[[ Supplied records, beginning ]]

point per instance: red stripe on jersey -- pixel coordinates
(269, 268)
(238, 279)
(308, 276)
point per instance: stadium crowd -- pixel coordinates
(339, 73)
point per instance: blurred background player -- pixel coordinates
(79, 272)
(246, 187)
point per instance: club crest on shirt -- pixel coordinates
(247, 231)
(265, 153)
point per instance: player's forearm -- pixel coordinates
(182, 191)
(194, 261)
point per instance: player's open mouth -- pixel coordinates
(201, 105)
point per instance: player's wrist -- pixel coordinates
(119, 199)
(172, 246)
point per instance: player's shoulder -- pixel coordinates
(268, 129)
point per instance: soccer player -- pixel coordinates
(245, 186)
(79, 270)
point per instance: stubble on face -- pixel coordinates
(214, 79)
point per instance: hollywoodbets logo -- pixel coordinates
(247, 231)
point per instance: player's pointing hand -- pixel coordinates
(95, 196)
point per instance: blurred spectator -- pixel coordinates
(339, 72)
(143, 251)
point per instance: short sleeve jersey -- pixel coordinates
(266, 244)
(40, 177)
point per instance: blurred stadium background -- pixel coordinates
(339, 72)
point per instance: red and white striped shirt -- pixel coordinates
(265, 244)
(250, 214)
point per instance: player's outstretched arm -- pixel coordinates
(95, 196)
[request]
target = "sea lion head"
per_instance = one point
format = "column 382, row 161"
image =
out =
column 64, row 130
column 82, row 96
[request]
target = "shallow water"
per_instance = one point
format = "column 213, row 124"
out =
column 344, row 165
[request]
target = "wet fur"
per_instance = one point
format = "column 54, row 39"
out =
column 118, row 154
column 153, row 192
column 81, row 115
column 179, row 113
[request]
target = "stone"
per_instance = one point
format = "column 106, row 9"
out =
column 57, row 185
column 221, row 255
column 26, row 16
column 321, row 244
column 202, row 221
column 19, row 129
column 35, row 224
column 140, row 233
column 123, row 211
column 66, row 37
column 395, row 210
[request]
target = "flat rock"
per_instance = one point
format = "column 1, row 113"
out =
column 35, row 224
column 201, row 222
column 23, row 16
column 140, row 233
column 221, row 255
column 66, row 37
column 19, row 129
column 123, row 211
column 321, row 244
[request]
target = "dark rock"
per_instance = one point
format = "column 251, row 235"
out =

[[ Supplied records, end ]]

Would you repeat the records above without any changes?

point per instance: red stripe on jersey -- pixel coordinates
(269, 268)
(238, 279)
(308, 276)
point per instance: stadium crowd -- pixel coordinates
(339, 73)
point per instance: blurred background player -- pixel coordinates
(79, 272)
(246, 187)
point per instance: club crest on shirt -- pixel coordinates
(247, 231)
(265, 153)
point per instance: player's forearm -- pixel coordinates
(182, 191)
(194, 261)
point per instance: player's open mouth -- pixel coordinates
(201, 105)
point per instance: player's wrist -- pixel coordinates
(119, 199)
(172, 246)
point per instance: player's shoulder -- pixel coordinates
(268, 129)
point per instance: soccer player -- pixel coordinates
(245, 186)
(79, 270)
point per instance: stubble on face -- pixel coordinates
(214, 79)
point per instance: hollywoodbets logo -- pixel coordinates
(247, 231)
point per instance: player's pointing hand -- pixel coordinates
(95, 196)
point per instance: blurred spectator -- pixel coordinates
(339, 72)
(143, 251)
point per instance: short sleeve jersey -- pixel coordinates
(266, 244)
(40, 177)
point per instance: blurred stadium background -- pixel coordinates
(339, 72)
point per instance: red and white striped shirt -- pixel coordinates
(265, 244)
(250, 214)
point per instance: player's outstretched arm -- pixel coordinates
(95, 196)
[request]
target = "sea lion head"
per_instance = one point
format = "column 382, row 161"
image =
out =
column 64, row 130
column 82, row 96
[request]
target = "shallow water"
per_instance = one point
format = "column 213, row 124"
out =
column 344, row 165
[request]
target = "wet fur"
per_instance = one point
format = "column 54, row 39"
out =
column 118, row 154
column 153, row 192
column 81, row 115
column 179, row 113
[request]
target = "stone"
per_instance = one point
format = "column 106, row 9"
out =
column 57, row 185
column 221, row 255
column 26, row 16
column 321, row 244
column 202, row 221
column 19, row 129
column 35, row 224
column 140, row 233
column 123, row 211
column 66, row 37
column 395, row 210
[request]
target = "flat rock"
per_instance = one point
format = "column 1, row 113"
out =
column 35, row 224
column 201, row 222
column 23, row 16
column 140, row 233
column 221, row 255
column 66, row 37
column 19, row 129
column 123, row 211
column 321, row 244
[request]
target = "dark rock"
per_instance = one point
format = "column 251, row 235"
out =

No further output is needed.